| Activity |
A bare number is the only acceptable answer: how many lines of these entries include "shorts"?

(Recorded data)
==================================================
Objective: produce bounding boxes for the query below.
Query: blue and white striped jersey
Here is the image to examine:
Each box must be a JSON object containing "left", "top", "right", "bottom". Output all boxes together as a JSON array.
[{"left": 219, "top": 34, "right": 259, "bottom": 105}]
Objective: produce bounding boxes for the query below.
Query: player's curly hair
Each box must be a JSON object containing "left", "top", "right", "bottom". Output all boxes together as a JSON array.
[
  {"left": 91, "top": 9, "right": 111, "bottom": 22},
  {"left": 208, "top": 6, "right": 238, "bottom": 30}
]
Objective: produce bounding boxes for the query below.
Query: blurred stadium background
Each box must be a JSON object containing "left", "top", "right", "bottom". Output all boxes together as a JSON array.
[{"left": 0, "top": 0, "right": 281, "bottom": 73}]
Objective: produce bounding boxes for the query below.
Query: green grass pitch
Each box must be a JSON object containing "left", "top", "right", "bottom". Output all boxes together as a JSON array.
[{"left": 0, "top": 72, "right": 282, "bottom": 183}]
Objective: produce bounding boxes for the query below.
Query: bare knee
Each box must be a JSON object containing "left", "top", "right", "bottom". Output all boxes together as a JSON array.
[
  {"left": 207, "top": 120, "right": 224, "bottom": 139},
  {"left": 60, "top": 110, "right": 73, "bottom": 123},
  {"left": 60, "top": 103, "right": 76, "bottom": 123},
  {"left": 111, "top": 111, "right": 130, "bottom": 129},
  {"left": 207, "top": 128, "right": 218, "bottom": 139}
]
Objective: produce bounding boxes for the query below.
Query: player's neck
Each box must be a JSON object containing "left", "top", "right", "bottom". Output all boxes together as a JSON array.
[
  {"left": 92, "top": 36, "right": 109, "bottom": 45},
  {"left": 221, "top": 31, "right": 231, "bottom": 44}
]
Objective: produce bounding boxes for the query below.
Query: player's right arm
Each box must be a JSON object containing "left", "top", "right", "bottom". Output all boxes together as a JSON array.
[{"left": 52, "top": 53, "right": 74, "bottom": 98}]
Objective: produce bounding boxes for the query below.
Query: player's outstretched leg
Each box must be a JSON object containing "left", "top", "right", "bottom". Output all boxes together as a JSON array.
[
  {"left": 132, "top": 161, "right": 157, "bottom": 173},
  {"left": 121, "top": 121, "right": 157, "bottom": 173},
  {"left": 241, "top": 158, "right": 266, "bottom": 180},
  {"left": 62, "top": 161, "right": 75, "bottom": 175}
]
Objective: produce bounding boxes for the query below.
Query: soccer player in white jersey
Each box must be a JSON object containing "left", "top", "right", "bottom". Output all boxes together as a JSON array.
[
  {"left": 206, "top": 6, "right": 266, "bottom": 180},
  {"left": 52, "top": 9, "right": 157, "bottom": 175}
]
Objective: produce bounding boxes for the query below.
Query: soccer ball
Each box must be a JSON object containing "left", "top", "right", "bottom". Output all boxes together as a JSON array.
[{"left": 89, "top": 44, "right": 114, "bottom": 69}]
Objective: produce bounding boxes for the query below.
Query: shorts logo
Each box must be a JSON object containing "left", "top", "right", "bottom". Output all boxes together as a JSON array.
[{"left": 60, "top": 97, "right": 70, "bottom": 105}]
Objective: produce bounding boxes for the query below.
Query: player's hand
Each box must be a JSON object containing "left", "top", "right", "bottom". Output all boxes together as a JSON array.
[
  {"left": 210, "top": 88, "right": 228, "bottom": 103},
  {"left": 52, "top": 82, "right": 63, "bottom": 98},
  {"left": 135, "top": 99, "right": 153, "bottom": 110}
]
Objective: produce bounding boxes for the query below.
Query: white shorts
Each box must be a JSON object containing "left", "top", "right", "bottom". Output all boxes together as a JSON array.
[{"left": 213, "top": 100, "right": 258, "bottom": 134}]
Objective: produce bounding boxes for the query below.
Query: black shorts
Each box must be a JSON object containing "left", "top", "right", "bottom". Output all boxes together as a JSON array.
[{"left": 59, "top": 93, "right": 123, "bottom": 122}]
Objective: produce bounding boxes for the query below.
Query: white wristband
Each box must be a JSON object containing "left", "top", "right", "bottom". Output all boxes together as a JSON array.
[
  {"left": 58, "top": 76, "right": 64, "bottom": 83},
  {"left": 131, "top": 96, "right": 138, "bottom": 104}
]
==================================================
| Result of this task |
3